→ What is needed
Rewrite every one of the rows below, swapping "one marker apiece" for "one dot for each" wherever it appears and keeping all else the same. Leave the pictures out.

→ Supplied information
_ _ _

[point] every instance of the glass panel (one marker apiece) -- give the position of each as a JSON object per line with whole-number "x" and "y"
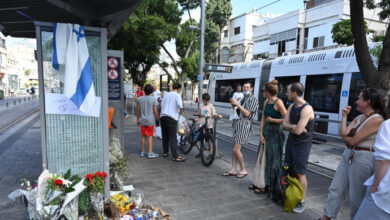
{"x": 72, "y": 141}
{"x": 283, "y": 83}
{"x": 224, "y": 89}
{"x": 357, "y": 85}
{"x": 323, "y": 92}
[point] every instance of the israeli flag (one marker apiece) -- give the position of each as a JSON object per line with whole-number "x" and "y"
{"x": 70, "y": 49}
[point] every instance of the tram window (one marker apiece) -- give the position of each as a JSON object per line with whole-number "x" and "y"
{"x": 323, "y": 92}
{"x": 283, "y": 83}
{"x": 357, "y": 85}
{"x": 224, "y": 89}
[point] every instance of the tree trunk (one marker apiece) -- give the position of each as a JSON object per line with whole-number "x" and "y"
{"x": 374, "y": 78}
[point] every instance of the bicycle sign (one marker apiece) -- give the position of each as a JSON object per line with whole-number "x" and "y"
{"x": 113, "y": 62}
{"x": 113, "y": 74}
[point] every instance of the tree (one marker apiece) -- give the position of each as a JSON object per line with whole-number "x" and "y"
{"x": 373, "y": 77}
{"x": 143, "y": 34}
{"x": 218, "y": 12}
{"x": 342, "y": 32}
{"x": 27, "y": 72}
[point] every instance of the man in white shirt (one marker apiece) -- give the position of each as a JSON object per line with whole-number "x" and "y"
{"x": 171, "y": 108}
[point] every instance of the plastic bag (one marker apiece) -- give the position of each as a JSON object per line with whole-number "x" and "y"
{"x": 294, "y": 194}
{"x": 182, "y": 126}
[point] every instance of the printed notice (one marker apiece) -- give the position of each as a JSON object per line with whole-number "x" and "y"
{"x": 56, "y": 103}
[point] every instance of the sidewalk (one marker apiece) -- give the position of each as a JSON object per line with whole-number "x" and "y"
{"x": 321, "y": 154}
{"x": 190, "y": 190}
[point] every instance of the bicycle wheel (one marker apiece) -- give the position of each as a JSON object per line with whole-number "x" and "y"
{"x": 185, "y": 144}
{"x": 207, "y": 150}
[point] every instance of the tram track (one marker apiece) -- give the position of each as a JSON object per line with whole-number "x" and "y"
{"x": 18, "y": 120}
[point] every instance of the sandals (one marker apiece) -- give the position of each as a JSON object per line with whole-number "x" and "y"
{"x": 260, "y": 191}
{"x": 229, "y": 174}
{"x": 240, "y": 175}
{"x": 252, "y": 187}
{"x": 179, "y": 159}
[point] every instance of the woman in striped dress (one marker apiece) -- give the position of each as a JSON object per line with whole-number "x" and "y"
{"x": 246, "y": 111}
{"x": 268, "y": 164}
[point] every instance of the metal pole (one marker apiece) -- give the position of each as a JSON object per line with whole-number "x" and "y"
{"x": 200, "y": 76}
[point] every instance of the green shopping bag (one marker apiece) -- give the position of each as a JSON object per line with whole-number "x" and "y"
{"x": 294, "y": 194}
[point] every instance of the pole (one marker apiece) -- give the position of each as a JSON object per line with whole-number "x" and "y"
{"x": 200, "y": 76}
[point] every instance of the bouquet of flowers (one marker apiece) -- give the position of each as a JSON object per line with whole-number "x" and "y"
{"x": 54, "y": 196}
{"x": 95, "y": 184}
{"x": 120, "y": 205}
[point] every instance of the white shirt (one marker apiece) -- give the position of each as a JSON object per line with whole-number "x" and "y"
{"x": 171, "y": 105}
{"x": 382, "y": 152}
{"x": 157, "y": 94}
{"x": 238, "y": 95}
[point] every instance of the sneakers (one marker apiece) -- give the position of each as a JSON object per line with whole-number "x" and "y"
{"x": 152, "y": 155}
{"x": 300, "y": 207}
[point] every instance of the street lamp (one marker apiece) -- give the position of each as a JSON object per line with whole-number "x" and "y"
{"x": 200, "y": 76}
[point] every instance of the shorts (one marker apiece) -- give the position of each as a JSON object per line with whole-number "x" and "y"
{"x": 147, "y": 130}
{"x": 297, "y": 156}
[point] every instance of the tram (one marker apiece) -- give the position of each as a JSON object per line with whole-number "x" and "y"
{"x": 331, "y": 78}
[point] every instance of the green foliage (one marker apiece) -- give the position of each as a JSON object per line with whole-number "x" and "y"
{"x": 383, "y": 4}
{"x": 342, "y": 32}
{"x": 218, "y": 13}
{"x": 153, "y": 23}
{"x": 377, "y": 52}
{"x": 189, "y": 4}
{"x": 379, "y": 38}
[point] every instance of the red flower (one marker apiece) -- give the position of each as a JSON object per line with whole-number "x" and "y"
{"x": 98, "y": 173}
{"x": 58, "y": 182}
{"x": 89, "y": 176}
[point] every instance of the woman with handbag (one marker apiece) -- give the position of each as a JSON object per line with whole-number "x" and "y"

_ _ _

→ Finished exercise
[point] every instance of the glass panel (one dot for each) -- give the position of each as a JSON object per line with whole-number "x" and "y"
{"x": 72, "y": 141}
{"x": 283, "y": 83}
{"x": 224, "y": 89}
{"x": 357, "y": 85}
{"x": 323, "y": 92}
[point] every instance of the israeli flag (one dot for each) -- give the position of each as a JSON object per line with whole-number "x" and "y"
{"x": 70, "y": 49}
[point] every instance of the tram window (one dot for each) -- give the position of each as a JSON object per line with whole-number "x" and "y"
{"x": 323, "y": 92}
{"x": 283, "y": 83}
{"x": 357, "y": 85}
{"x": 224, "y": 89}
[point] every instance of the tree trunk (one dot for each) -- give the position of each as a JSON object per line with whole-number "x" and "y"
{"x": 374, "y": 78}
[point] every instance of the bicycle sign (one dot for each) -- give the position of each as a JSON object per line with whole-number "x" and "y"
{"x": 113, "y": 62}
{"x": 113, "y": 74}
[point] every instance of the tree (one dot for each) -- give the position of each as a JSON object per line with whole-number "x" and "y"
{"x": 373, "y": 77}
{"x": 143, "y": 34}
{"x": 218, "y": 12}
{"x": 342, "y": 32}
{"x": 27, "y": 72}
[point] every instance of the man in white shirt (one dot for each) -- give the position of each as a JSON object per line with whole-number "x" and "y"
{"x": 171, "y": 108}
[point] every instance of the plastic bag (one dot for each) -- give the position of each as a JSON object per line with whole-number "x" and "y"
{"x": 294, "y": 194}
{"x": 182, "y": 126}
[point] every instance of the printed notice (one dot for each) -- give the position of each as a JSON object per line with whole-number "x" and "y"
{"x": 56, "y": 103}
[point] every instance of the sidewalk (one dot for each) -- give the position of each as a JSON object per line with whole-number "x" and "y"
{"x": 321, "y": 154}
{"x": 190, "y": 190}
[point] every instance of the bicycle wheel (one dot for each) -- give the position of each as a JSON object per line with whole-number "x" and "y"
{"x": 185, "y": 144}
{"x": 207, "y": 150}
[point] every instance of the tram track (one dot for each) -- give the position of each as a JSON object per line with whole-number "x" and "y"
{"x": 18, "y": 120}
[point] every instance of the sandals (one dot for each) -- give the position of each as a JSON object per line with whole-number "x" and "y"
{"x": 260, "y": 191}
{"x": 229, "y": 174}
{"x": 240, "y": 175}
{"x": 252, "y": 187}
{"x": 179, "y": 159}
[point] every instance of the woman in striped dress (one dot for each) -- give the position of each as a JSON object per line with whole-number "x" and "y"
{"x": 246, "y": 111}
{"x": 268, "y": 164}
[point] every instance of the metal pole (one dot for each) -- give the position of each as a JSON object per line with whole-number "x" and "y"
{"x": 200, "y": 76}
[point] every instance of the green shopping bag (one dot for each) -- give the position of each as a JSON object per line with whole-number "x" and "y"
{"x": 294, "y": 194}
[point] every instance of the pole (one dot for each) -- give the position of each as a JSON object per line with whole-number "x" and "y"
{"x": 200, "y": 76}
[point] every instance of the bouquet of flowers (one dot for each) -- give the position of each as a JSON object per line with whole-number "x" and "y"
{"x": 54, "y": 196}
{"x": 95, "y": 184}
{"x": 120, "y": 205}
[point] every instance of the white shirt (one dot for each) -- give the position of each as a JSON object per line with whole-number "x" and "y"
{"x": 171, "y": 105}
{"x": 382, "y": 152}
{"x": 157, "y": 94}
{"x": 238, "y": 95}
[point] every instance of the sneakers (one dot for each) -- give the position of each as a JSON object per line with whole-number "x" and "y"
{"x": 152, "y": 155}
{"x": 300, "y": 207}
[point] every instance of the street lamp (one dot for each) -- give the position of each as a JSON object per line with whole-number "x" and "y"
{"x": 200, "y": 76}
[point] every instance of the shorts (one dot for each) -- give the position of each as a JSON object per line with whole-number "x" and "y"
{"x": 147, "y": 130}
{"x": 297, "y": 156}
[point] every instance of the tram (one dot for each) -- give the position of each as a JSON object per line with whole-number "x" and "y"
{"x": 331, "y": 78}
[point] every instance of the green foliage (one dot for each) -- give the position of each as a JSON object per line with whole-number "x" and "y"
{"x": 383, "y": 4}
{"x": 342, "y": 32}
{"x": 218, "y": 13}
{"x": 153, "y": 23}
{"x": 377, "y": 52}
{"x": 189, "y": 4}
{"x": 379, "y": 38}
[point] every instance of the red flower (one dot for each) -- give the position of each as a JSON object per line with whole-number "x" and "y"
{"x": 98, "y": 173}
{"x": 58, "y": 182}
{"x": 89, "y": 176}
[point] every instance of the woman with handbag (one dot for each) -- give the position of each as a JSON object per line with whole-number "x" and "y"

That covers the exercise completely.